Though many states have revised their marijuana laws significantly, some remain particularly tough on the drug. The increasing public interest in marijuana and CBD products as a potential alternative to addictive opiates and prescription drugs has worked wonders on the policies of states all over the country. But in some parts of the world, progress remains slow. This is the case in the state of Kentucky, where cannabis users must contend with some of the toughest marijuana laws in the country.
For Kentucky CBD users, the only form of CBD available under the state’s strict laws is hemp-derived CBD. While hemp CBD is legal under the 2014 farm bill, the state still criminalizes the possession of even small amounts of marijuana—even for patients with debilitating medical conditions. The laws of Kentucky regarding marijuana and CBD can be a bit difficult to follow, so this guide has been created to clear up some of the key distinctions made in Kentucky’s marijuana framework. However, readers are responsible for ensuring that they are ultimately compliant with all applicable laws.
This general overview will cover hemp regulations in Kentucky. Having an overview can provide users with basic information on how the state treats hemp.

> **PROVIDED DATA**
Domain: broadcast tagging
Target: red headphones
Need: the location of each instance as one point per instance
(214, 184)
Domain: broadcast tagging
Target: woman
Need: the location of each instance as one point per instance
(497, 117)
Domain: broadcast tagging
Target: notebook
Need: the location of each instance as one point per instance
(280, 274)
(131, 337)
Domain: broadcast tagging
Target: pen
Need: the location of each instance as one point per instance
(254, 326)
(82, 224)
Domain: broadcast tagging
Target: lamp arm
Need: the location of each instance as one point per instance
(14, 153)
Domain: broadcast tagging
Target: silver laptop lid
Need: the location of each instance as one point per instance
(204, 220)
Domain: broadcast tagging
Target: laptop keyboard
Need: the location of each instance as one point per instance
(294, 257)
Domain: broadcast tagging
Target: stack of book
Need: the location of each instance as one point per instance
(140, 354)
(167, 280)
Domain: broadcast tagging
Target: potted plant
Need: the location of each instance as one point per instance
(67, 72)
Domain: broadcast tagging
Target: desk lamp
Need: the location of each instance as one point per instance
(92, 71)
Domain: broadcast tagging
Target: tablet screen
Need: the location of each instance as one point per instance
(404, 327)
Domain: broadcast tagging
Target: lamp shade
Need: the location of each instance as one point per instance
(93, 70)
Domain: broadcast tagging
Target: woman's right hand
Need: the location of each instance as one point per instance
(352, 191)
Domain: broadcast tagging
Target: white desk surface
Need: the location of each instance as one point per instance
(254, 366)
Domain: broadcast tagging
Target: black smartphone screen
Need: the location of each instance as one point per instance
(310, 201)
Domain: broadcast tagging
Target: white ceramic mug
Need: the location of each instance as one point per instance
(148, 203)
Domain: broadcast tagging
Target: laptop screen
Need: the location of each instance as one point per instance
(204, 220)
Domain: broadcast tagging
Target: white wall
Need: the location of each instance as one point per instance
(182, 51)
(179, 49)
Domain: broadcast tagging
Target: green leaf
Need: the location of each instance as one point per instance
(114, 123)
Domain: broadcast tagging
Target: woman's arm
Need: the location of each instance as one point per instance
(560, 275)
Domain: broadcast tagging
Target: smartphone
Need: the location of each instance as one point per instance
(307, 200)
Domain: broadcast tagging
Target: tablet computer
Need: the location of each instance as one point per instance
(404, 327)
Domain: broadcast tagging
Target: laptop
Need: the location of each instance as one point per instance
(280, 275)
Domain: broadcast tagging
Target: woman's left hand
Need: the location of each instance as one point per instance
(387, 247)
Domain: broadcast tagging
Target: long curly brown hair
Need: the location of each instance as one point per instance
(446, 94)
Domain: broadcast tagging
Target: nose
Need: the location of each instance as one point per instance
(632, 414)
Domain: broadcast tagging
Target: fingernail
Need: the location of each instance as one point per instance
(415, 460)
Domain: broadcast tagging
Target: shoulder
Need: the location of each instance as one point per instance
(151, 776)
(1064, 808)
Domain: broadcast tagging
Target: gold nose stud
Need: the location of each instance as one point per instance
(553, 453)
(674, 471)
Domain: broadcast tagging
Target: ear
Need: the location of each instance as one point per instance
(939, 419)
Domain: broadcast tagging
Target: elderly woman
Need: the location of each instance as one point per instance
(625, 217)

> **CHECK YOUR UNDERSTANDING**
1 > Which substances and products does the Kentucky marijuana guide name? List each one once.
2 > Answer these from the Kentucky marijuana guide:
(a) Under which law is hemp CBD legal?
(b) Who is responsible for making sure they comply with all applicable laws?
(c) What will the general overview cover?
3 > Resume the Kentucky marijuana guide after its final sentence.

> **ACTIVITY ANSWERS**
1 >
- Marijuana (also called cannabis)
- CBD products
- Hemp-derived CBD
- Hemp
- Opiates
- Prescription drugs

2 >
(a) The 2014 farm bill.
(b) Readers.
(c) Hemp regulations in Kentucky.

3 >
Cannabis CBD Law in Kentucky
Because the state still criminalizes all forms of marijuana/cannabis, possessing CBD derived from the cannabis plant can carry significant criminal penalties. Users need to know that CBD can either come from the cannabis plant or the industrial hemp plant. The former contains a high amount of THC, the psychoactive chemical that gives users marijuana’s characteristic “high.”
The latter does not generate a high, but can still be used to potentially help with a variety of conditions or diseases. CBD derived from the industrial hemp plant is only legal if it contains below .03% THC content.
Industrial Hemp CBD
On the other end of the spectrum, some users are looking for the effects of CBD without the high of cannabis. CBD derived from the industrial hemp plant provides exactly that. The product is legal in all fifty states according to the federal farm bill of 2014. In Kentucky, users can gain access to low-THC industrial hemp CBD without a medical reason, and they can purchase it from small stores and shops all over the state.
Licensing from the Kentucky Department of Agriculture
According to a report by the Lexington Herald-Leader, Kentucky reauthorized the Farm Bill, also known as the Agricultural Improvement Act of 2018. On December 20, 2018, the bill was signed into law.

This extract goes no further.